_What needs to be done_:
The response must match the data below exactly, line for line.

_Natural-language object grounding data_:
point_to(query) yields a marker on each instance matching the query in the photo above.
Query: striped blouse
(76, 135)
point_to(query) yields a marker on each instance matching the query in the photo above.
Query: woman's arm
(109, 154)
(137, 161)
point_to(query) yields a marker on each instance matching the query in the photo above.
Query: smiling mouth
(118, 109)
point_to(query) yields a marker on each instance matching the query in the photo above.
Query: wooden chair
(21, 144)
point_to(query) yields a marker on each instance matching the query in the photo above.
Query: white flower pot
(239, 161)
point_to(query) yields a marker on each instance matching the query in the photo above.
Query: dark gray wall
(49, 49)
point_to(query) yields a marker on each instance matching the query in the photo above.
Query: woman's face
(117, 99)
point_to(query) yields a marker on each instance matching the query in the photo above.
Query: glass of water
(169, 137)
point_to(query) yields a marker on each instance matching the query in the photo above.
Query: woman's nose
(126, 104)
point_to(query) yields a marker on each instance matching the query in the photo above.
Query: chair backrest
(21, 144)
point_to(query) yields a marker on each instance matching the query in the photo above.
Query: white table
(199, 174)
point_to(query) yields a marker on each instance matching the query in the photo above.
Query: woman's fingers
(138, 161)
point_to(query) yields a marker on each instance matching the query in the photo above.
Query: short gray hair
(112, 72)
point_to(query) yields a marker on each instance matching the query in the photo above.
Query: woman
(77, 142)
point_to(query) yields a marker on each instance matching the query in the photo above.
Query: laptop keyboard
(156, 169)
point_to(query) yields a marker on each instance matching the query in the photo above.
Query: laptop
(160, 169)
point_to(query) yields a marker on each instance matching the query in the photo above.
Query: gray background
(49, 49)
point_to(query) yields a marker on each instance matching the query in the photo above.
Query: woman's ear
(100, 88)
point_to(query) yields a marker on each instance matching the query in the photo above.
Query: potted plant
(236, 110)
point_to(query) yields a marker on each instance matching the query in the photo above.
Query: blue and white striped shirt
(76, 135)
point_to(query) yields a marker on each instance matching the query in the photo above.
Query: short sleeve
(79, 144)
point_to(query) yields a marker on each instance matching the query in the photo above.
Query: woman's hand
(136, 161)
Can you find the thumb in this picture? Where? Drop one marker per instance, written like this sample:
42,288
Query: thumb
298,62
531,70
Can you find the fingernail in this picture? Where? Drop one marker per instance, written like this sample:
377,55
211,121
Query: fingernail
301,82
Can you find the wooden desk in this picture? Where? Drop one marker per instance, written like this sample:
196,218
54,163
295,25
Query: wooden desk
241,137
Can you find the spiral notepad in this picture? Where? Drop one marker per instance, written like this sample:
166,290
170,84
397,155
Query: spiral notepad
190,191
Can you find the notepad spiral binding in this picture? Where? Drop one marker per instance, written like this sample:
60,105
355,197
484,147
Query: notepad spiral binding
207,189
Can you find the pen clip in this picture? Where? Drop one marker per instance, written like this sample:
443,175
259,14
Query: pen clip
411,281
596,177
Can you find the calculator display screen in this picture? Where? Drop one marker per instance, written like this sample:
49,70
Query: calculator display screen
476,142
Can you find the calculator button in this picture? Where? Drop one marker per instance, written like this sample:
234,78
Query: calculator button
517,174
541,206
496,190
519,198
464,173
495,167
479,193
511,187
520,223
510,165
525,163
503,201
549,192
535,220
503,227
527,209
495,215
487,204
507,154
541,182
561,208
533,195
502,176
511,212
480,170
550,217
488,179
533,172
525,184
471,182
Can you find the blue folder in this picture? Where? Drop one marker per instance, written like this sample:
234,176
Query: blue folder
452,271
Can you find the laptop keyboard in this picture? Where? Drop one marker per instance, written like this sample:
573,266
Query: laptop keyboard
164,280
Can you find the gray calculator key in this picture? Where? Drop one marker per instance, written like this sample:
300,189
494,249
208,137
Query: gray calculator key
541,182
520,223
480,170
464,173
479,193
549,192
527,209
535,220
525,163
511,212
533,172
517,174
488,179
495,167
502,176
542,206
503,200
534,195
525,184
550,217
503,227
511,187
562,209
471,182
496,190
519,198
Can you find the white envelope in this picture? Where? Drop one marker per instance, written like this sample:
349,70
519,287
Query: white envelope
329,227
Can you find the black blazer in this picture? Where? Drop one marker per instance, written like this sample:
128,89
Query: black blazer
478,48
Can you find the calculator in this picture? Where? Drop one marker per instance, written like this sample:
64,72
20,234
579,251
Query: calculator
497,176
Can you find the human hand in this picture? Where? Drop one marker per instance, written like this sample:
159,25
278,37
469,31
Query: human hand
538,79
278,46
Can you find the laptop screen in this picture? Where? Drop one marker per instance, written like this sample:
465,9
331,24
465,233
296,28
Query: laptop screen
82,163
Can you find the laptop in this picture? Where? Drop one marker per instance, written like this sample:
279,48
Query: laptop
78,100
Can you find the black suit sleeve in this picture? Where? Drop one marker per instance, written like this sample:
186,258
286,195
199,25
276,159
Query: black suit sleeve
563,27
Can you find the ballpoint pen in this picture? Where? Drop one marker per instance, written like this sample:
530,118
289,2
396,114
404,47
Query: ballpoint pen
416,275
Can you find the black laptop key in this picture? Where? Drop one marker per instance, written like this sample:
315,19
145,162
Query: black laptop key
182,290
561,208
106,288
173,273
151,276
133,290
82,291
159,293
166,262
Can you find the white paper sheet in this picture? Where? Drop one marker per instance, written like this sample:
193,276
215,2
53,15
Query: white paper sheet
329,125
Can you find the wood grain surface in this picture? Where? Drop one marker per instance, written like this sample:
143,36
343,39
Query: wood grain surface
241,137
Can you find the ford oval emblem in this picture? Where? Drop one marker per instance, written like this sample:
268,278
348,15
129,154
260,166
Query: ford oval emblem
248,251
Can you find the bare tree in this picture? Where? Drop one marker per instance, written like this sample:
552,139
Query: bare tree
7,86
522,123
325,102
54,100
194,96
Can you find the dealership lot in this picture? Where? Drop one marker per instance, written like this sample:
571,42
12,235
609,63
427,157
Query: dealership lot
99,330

_Exercise answer_:
point_to(query) yields a marker on each instance matching the query in the photo above.
Query: striped blouse
(76, 135)
point_to(query) yields a marker on each instance matching the query in the photo above.
Query: woman's arm
(109, 154)
(137, 161)
point_to(query) yields a marker on each instance matching the query in the photo above.
Query: smiling mouth
(118, 109)
point_to(query) yields a marker on each instance matching the query in the photo above.
Query: wooden chair
(21, 144)
point_to(query) yields a marker on each instance matching the query in the photo above.
Query: white flower pot
(239, 161)
point_to(query) yields a marker on each instance matching the query in the photo above.
Query: dark gray wall
(49, 49)
point_to(query) yields a marker on each instance matching the query in the photo above.
Query: woman's face
(117, 99)
point_to(query) yields a marker on each instance matching the query in the photo above.
Query: glass of water
(169, 137)
point_to(query) yields a marker on each instance matching the query in the photo above.
Query: woman's nose
(126, 104)
point_to(query) yields a marker on each instance matching the query in the photo above.
Query: chair backrest
(21, 144)
point_to(query) yields a marker on each instance matching the query in the photo above.
Query: white table
(199, 174)
point_to(query) yields a marker on each instance matching the query in the photo above.
Query: woman's fingers
(138, 161)
point_to(query) yields a marker on each instance matching the query in the photo above.
Query: short gray hair
(112, 72)
point_to(query) yields a marker on each instance matching the query in the photo above.
Query: woman
(77, 142)
point_to(query) yields a marker on each instance matching the query in the photo above.
Query: laptop keyboard
(156, 169)
point_to(query) yields a marker on each instance matching the query in the photo above.
Query: laptop
(160, 169)
point_to(query) yields a marker on each instance matching the query in the photo above.
Query: gray background
(49, 49)
point_to(query) yields a marker on each instance matching the query in the photo above.
Query: woman's ear
(100, 88)
point_to(query) yields a marker on each instance matching the query in the photo above.
Query: potted plant
(236, 110)
point_to(query) yields a marker on each instance matching the query in the photo above.
Query: blue and white striped shirt
(76, 135)
point_to(query) yields a marker on each instance matching the query in the photo above.
Query: short sleeve
(79, 144)
point_to(query) yields a marker on each instance matching the query in the photo above.
Query: woman's hand
(136, 161)
Can you find the thumb in this picture? Where? Drop one marker per instance, written like this sample:
42,288
Query: thumb
298,62
531,70
Can you find the fingernail in this picture? Where? Drop one marker per instance, written like this sample:
377,55
211,121
Query: fingernail
301,82
Can you find the wooden desk in this picture? Where? Drop one marker per instance, written like this sample:
196,218
54,163
295,25
Query: wooden desk
241,137
Can you find the spiral notepad in this picture? Where? Drop one marker per instance, written like this sample:
166,290
170,84
397,155
Query: spiral notepad
190,191
Can you find the notepad spiral binding in this picture? Where? Drop one marker per instance, written like this sample:
60,105
355,197
484,147
Query: notepad spiral binding
207,189
Can you find the pen clip in this picture? Where? Drop one marker per instance, written like this sample:
443,175
259,14
Query: pen clip
411,281
596,177
Can you find the calculator display screen in this picture? Where? Drop one marker per instance, written like this sample:
49,70
Query: calculator display screen
476,142
Can you find the calculator button in this picture? Where? Drop one marker per instance, written like this sample:
234,78
Query: calculator button
517,174
541,206
496,190
519,198
464,173
495,167
479,193
511,187
520,223
510,165
525,163
503,201
549,192
535,220
503,227
527,209
495,215
487,204
507,154
541,182
561,208
533,195
502,176
511,212
480,170
550,217
488,179
533,172
525,184
471,182
Can you find the blue folder in this picture? Where? Drop one marker per instance, written like this sample:
234,176
Query: blue folder
452,271
Can you find the laptop keyboard in this picture? Where? Drop one marker per instance, written like this sample:
573,266
Query: laptop keyboard
164,280
Can you find the gray calculator key in this picture? Where? Drop one marker per instance, written like this sample:
300,189
494,249
208,137
Query: gray calculator key
541,182
520,223
480,170
464,173
479,193
549,192
527,209
535,220
525,163
511,212
533,172
517,174
488,179
495,167
502,176
542,206
503,200
534,195
525,184
550,217
503,227
511,187
562,209
471,182
496,190
519,198
Can you find the white envelope in this picture? Where? Drop one marker per instance, written like this sample:
349,70
519,287
Query: white envelope
329,227
Can you find the black blazer in this picture? Where? Drop one marker per instance, written like this sample:
128,89
Query: black blazer
478,48
Can you find the calculator in this picture? Where? Drop one marker per instance, written like this sample:
64,72
20,234
579,251
Query: calculator
497,176
Can you find the human hand in this picture? Where? Drop one marker per instance, written like this sample:
159,25
278,37
469,31
Query: human hand
538,79
278,46
Can you find the laptop screen in this picture? Where? Drop one marker per instance, written like this sample:
465,9
331,24
465,233
296,28
Query: laptop screen
82,163
Can you find the laptop in this picture? Where? Drop one marker per instance, written like this sample:
279,48
Query: laptop
78,100
Can you find the black suit sleeve in this picture? Where? Drop one marker per instance, written like this sample:
186,258
286,195
199,25
276,159
Query: black suit sleeve
563,27
Can you find the ballpoint pen in this picture? Where? Drop one marker per instance, written like this sample:
530,118
289,2
396,114
404,47
Query: ballpoint pen
416,275
Can you find the black laptop key in this picture? Where? Drop one marker per instance, written like this sample:
315,19
145,162
Query: black laptop key
182,290
561,208
106,288
173,273
151,276
133,290
82,291
159,293
166,262
Can you find the white paper sheet in this picture? Where? Drop one marker per instance, written like this sample:
193,276
215,2
53,15
Query: white paper sheet
329,125
Can you find the wood grain surface in this picture? Where? Drop one marker per instance, written like this sample:
143,36
343,39
Query: wood grain surface
241,137
Can you find the ford oval emblem in this picture? Where? Drop one marker per instance, written like this sample:
268,278
348,15
129,154
260,166
Query: ford oval emblem
248,251
Can you find the bare tree in this picture? Where? Drop one marker per instance, written like this sample:
552,139
Query: bare tree
7,86
522,123
325,102
54,100
194,96
Can you find the dealership lot in this picture? Where? Drop one marker per instance, written like this sample:
571,42
12,235
609,63
427,157
Query: dealership lot
99,330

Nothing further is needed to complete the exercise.